GOAL OF THE EXERCISE
Retype all of the material below character for character, leaving out the pictures.

RAW RECORDS
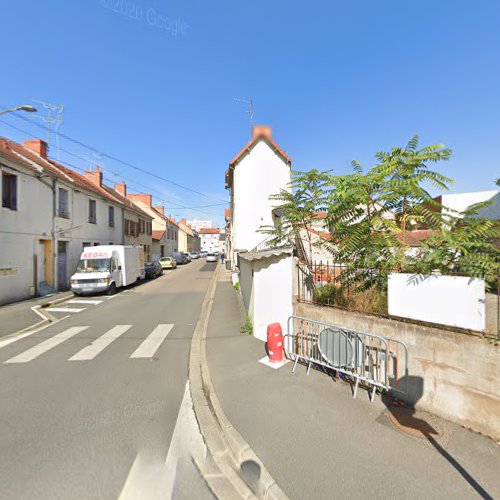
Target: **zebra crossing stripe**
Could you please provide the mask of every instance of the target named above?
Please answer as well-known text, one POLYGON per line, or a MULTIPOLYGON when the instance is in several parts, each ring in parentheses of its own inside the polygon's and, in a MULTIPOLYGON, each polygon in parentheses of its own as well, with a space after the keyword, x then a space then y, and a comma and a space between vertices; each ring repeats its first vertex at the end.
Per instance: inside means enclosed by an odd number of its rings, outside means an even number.
POLYGON ((174 325, 158 325, 132 353, 131 358, 152 358, 174 325))
POLYGON ((120 335, 123 335, 132 325, 116 325, 105 334, 101 335, 98 339, 94 340, 92 344, 84 347, 81 351, 77 352, 74 356, 69 358, 69 361, 84 361, 94 359, 101 351, 108 347, 111 342, 116 340, 120 335))
POLYGON ((92 299, 71 299, 68 300, 68 304, 91 304, 96 306, 97 304, 102 304, 103 300, 92 300, 92 299))
POLYGON ((28 361, 32 361, 44 352, 47 352, 50 349, 58 346, 59 344, 62 344, 65 340, 68 340, 76 334, 83 332, 83 330, 86 330, 87 328, 88 326, 73 326, 71 328, 68 328, 63 332, 58 333, 47 340, 44 340, 31 349, 28 349, 27 351, 24 351, 21 354, 8 359, 7 361, 5 361, 5 363, 27 363, 28 361))
POLYGON ((49 307, 47 311, 50 312, 82 312, 85 311, 86 307, 82 307, 81 309, 77 309, 75 307, 49 307))

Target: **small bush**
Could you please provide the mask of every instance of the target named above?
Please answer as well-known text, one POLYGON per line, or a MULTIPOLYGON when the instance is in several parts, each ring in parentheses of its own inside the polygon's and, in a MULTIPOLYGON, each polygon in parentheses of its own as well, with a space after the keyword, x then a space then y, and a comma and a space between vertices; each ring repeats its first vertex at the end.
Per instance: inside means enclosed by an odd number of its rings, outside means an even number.
POLYGON ((387 314, 387 292, 377 288, 351 290, 329 283, 314 290, 314 302, 364 313, 387 314))
POLYGON ((245 318, 245 324, 240 328, 241 333, 246 333, 247 335, 252 335, 253 333, 253 323, 252 318, 249 314, 245 318))

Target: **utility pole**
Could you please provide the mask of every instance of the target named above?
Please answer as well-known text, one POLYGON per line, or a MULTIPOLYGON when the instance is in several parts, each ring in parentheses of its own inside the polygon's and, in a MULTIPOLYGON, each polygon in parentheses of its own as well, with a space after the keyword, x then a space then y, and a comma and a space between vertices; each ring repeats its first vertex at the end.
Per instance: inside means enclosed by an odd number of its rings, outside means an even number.
POLYGON ((33 102, 40 104, 47 110, 47 116, 40 118, 47 124, 48 130, 48 138, 47 143, 50 145, 50 134, 51 134, 51 126, 55 125, 54 133, 56 136, 56 148, 57 148, 57 159, 59 160, 59 127, 63 123, 63 112, 64 105, 63 104, 52 104, 50 102, 41 101, 39 99, 32 99, 33 102), (55 116, 53 116, 55 114, 55 116))
POLYGON ((248 104, 248 110, 245 111, 245 113, 248 113, 249 118, 250 118, 250 137, 252 137, 252 130, 253 130, 253 99, 250 97, 250 99, 240 99, 238 97, 233 97, 234 101, 237 102, 242 102, 244 104, 248 104))

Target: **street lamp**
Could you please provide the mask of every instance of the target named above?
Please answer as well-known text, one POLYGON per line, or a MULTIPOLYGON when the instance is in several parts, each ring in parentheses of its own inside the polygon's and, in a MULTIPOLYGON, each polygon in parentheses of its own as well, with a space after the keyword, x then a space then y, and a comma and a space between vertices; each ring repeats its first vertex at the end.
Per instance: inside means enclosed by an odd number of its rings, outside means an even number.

EXERCISE SOLUTION
Target: **zebra crossing stripe**
Could you please provide the mask of every instance of the target named above?
Please answer as well-known text, one POLYGON per line, or a MULTIPOLYGON when the instance is in several parts, each ring in parentheses of its own inside the polygon's and, in a MULTIPOLYGON, each polygon in parentheses of its own as well, with a space after the keyword, x then a space then y, and a comma and a space between vertices; each ring repeats its first vertex at the end.
Per instance: inside means enclosed by an odd number of its rings, outside means an even number.
POLYGON ((174 325, 158 325, 132 353, 131 358, 152 358, 174 325))
POLYGON ((120 335, 123 335, 132 325, 116 325, 105 334, 101 335, 98 339, 94 340, 92 344, 84 347, 81 351, 77 352, 74 356, 69 358, 69 361, 84 361, 94 359, 101 351, 108 347, 111 342, 116 340, 120 335))
POLYGON ((92 299, 71 299, 68 300, 68 304, 91 304, 96 306, 97 304, 102 304, 103 300, 92 300, 92 299))
POLYGON ((28 361, 32 361, 44 352, 47 352, 50 349, 58 346, 59 344, 62 344, 65 340, 68 340, 76 334, 83 332, 83 330, 86 330, 87 328, 88 326, 73 326, 71 328, 68 328, 63 332, 58 333, 47 340, 44 340, 31 349, 28 349, 27 351, 24 351, 21 354, 8 359, 7 361, 5 361, 5 363, 27 363, 28 361))
POLYGON ((49 307, 47 311, 50 312, 82 312, 85 311, 86 307, 82 307, 81 309, 77 309, 75 307, 49 307))

Target: **small bush**
Could you please provide the mask of every instance of the target named above?
Please answer as well-known text, one POLYGON per line, or a MULTIPOLYGON when the instance is in several parts, each ring in parentheses of its own inside the polygon's and, in a MULTIPOLYGON, each polygon in parentheses of its own as well, with a space after the keyword, x then a space then y, and a comma and a space between vertices; each ring repeats its first vertex at the end.
Per instance: inside means enclosed by an odd number of its rings, outside means an even number.
POLYGON ((387 314, 387 292, 377 288, 351 290, 329 283, 314 290, 314 302, 364 313, 387 314))
POLYGON ((245 318, 245 324, 240 328, 241 333, 246 333, 247 335, 252 335, 253 333, 253 323, 252 318, 249 314, 245 318))

Target: **utility pole**
Could you please provide the mask of every instance of the target named above?
Please answer as well-known text, one POLYGON per line, or a MULTIPOLYGON when the instance is in several parts, each ring in parentheses of its own inside the polygon's and, in a MULTIPOLYGON, each polygon in parentheses of its own as well, with a space after the keyword, x then a space then y, and a comma and a space between vertices; each ring repeats its first vertex at the end.
Per instance: inside means enclosed by an odd number of its rings, outside means an even number.
POLYGON ((33 102, 40 104, 47 110, 47 116, 40 118, 47 124, 48 130, 48 138, 47 143, 50 145, 50 134, 51 134, 51 126, 55 125, 54 133, 56 136, 56 148, 57 148, 57 159, 59 160, 59 127, 63 123, 63 112, 64 105, 63 104, 52 104, 50 102, 41 101, 39 99, 32 99, 33 102), (55 116, 53 116, 55 114, 55 116))
POLYGON ((248 104, 248 110, 245 111, 245 113, 248 113, 249 118, 250 118, 250 137, 252 137, 252 130, 253 130, 253 99, 250 97, 250 99, 240 99, 238 97, 233 97, 234 101, 237 102, 242 102, 244 104, 248 104))

Target: **street lamp**
Could you please provide the mask of every instance of the target named above?
Please answer as well-known text, one POLYGON per line, or a MULTIPOLYGON when the instance is in several parts, each ring in parentheses of its own inside the polygon's and, in a MULTIPOLYGON, each polygon in parentheses of its own as well, with a space after the keyword, x then a space then y, and a comma and a space between vertices; each ring repeats its first vertex at the end.
Per instance: inside means enclosed by an odd number of its rings, outside means an even number.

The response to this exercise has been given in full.